Copy out the lines below that hold the word "jacket".

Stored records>
▬▬▬

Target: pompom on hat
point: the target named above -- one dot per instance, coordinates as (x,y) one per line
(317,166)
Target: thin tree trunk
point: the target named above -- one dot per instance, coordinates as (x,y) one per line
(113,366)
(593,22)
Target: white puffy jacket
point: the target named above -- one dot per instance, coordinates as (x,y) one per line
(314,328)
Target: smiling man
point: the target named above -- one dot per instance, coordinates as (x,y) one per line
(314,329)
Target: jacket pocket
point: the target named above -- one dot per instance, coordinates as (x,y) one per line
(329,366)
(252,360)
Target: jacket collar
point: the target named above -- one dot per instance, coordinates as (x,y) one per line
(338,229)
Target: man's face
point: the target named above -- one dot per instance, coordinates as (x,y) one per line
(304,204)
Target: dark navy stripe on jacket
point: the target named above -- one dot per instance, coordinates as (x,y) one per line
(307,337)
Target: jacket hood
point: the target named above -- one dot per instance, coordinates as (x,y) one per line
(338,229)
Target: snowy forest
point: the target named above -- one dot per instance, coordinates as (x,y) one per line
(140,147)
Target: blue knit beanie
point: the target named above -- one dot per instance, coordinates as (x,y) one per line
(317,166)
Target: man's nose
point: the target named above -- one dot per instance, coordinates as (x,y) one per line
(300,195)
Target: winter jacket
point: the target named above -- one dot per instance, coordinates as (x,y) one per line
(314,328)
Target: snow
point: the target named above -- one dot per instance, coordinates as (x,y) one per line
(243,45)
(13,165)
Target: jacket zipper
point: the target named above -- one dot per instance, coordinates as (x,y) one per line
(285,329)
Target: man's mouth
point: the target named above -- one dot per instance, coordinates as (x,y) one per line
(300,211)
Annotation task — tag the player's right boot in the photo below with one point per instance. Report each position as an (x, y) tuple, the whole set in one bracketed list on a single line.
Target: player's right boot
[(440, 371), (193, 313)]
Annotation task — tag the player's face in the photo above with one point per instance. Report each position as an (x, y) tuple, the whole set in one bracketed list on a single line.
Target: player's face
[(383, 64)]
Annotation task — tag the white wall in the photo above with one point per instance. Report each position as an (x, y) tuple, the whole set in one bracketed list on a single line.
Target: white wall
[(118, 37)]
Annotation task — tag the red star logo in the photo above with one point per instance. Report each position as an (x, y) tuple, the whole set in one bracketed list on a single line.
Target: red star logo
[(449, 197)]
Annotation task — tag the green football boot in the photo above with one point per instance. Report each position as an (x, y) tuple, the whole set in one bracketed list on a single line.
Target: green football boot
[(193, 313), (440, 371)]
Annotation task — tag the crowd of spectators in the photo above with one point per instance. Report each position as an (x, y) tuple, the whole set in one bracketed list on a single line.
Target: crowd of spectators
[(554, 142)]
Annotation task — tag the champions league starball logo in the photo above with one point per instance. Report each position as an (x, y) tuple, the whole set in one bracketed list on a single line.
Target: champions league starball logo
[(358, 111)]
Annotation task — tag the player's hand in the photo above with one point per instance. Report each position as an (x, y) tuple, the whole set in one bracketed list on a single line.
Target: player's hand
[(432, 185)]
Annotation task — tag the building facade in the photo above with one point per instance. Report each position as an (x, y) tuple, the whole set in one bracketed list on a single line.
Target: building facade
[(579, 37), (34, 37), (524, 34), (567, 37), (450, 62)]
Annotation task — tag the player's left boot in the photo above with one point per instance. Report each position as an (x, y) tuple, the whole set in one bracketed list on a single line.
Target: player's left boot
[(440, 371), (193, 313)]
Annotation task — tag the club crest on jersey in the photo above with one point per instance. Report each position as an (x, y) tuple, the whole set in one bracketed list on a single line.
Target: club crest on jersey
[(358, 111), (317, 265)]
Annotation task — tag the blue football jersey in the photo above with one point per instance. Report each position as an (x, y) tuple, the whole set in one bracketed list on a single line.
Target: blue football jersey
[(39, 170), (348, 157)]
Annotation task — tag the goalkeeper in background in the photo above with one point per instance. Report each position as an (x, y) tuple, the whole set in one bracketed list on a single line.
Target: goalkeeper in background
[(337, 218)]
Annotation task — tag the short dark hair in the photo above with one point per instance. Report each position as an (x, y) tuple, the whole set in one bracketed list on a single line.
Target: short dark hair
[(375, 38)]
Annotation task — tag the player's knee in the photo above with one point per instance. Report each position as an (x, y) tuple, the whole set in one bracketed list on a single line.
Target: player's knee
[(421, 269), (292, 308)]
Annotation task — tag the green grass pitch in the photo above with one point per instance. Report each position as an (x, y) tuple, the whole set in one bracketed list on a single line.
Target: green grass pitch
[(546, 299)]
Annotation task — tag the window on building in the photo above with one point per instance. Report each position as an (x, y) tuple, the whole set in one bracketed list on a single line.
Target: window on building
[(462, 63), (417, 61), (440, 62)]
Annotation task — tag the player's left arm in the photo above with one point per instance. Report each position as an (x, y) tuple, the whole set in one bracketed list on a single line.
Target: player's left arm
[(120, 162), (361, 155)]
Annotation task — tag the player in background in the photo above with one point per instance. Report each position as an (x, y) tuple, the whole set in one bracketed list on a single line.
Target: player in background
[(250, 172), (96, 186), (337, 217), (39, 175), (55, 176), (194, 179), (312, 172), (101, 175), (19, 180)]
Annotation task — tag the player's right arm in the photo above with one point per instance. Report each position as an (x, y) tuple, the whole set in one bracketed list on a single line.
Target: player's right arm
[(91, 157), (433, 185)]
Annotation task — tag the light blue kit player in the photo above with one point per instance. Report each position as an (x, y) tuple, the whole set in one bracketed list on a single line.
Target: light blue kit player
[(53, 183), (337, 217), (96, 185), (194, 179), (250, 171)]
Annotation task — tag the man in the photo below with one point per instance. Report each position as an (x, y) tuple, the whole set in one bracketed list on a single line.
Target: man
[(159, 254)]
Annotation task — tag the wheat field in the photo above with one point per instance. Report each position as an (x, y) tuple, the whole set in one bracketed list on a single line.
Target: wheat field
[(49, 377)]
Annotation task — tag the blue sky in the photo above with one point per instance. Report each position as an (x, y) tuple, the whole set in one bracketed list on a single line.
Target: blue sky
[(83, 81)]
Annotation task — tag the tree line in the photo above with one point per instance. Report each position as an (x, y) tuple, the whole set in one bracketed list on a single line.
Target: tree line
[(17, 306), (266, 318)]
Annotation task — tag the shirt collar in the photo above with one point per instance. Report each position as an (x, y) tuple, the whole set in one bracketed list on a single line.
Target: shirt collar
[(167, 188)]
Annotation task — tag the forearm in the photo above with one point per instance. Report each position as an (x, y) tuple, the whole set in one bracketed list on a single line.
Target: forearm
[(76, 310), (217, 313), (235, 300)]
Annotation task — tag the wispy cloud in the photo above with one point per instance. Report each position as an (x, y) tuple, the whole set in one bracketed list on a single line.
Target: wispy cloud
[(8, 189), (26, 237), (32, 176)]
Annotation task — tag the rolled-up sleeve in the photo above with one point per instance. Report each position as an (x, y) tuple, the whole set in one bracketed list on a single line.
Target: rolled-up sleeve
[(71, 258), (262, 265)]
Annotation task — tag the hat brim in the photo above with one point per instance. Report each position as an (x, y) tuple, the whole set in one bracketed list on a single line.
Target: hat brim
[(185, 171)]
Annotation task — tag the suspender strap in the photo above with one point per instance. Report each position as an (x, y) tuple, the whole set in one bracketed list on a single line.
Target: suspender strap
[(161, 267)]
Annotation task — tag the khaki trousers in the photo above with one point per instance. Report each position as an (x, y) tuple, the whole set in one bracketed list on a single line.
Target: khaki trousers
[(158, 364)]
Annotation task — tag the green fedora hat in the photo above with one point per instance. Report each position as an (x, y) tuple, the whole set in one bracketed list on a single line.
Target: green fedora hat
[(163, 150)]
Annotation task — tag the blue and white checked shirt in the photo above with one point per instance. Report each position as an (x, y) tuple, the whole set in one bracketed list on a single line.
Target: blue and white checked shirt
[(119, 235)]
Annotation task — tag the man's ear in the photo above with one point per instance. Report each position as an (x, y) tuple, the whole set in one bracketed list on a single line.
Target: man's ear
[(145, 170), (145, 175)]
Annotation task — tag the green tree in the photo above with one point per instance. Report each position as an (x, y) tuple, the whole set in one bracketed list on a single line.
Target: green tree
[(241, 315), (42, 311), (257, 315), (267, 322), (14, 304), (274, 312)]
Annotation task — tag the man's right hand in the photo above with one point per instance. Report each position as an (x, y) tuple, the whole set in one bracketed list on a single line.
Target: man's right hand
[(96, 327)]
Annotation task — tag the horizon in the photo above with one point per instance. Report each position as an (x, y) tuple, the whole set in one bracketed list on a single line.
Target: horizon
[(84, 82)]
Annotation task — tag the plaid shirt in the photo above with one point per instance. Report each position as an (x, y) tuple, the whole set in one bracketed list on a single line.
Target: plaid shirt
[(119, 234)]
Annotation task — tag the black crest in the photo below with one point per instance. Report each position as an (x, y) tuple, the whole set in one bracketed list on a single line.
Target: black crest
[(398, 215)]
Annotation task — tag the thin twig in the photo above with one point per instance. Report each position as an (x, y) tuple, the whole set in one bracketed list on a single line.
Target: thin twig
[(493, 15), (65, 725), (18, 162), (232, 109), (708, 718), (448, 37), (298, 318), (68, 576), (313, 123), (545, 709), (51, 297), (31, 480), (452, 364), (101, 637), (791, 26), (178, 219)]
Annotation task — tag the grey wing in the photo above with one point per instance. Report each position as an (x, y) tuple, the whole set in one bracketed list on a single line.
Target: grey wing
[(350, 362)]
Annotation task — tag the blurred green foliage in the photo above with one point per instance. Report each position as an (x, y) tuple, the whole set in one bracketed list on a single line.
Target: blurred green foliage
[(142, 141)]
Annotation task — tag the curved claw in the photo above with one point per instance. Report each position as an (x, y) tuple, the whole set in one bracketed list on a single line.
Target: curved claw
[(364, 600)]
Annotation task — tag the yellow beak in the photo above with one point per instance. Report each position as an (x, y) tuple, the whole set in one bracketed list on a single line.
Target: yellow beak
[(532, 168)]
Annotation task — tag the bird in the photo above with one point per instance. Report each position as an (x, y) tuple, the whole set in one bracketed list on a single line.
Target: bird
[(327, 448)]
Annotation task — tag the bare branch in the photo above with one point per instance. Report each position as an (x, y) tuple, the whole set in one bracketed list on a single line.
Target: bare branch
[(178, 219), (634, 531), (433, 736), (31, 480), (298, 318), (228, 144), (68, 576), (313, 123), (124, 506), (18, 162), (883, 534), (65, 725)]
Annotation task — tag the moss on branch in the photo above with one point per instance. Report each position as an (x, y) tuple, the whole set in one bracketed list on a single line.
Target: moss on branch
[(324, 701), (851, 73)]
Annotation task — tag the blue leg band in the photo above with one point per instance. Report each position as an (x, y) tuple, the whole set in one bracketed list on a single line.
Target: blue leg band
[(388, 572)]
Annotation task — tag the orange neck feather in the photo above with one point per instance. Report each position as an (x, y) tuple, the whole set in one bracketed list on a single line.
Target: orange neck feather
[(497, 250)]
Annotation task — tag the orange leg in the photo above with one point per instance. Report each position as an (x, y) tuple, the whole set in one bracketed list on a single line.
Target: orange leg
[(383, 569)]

▬▬▬

Result>
Target: white puffy jacket
Target: jacket pocket
Target: jacket collar
Target: dark navy stripe on jacket
Target: jacket hood
Target: winter jacket
Target: jacket zipper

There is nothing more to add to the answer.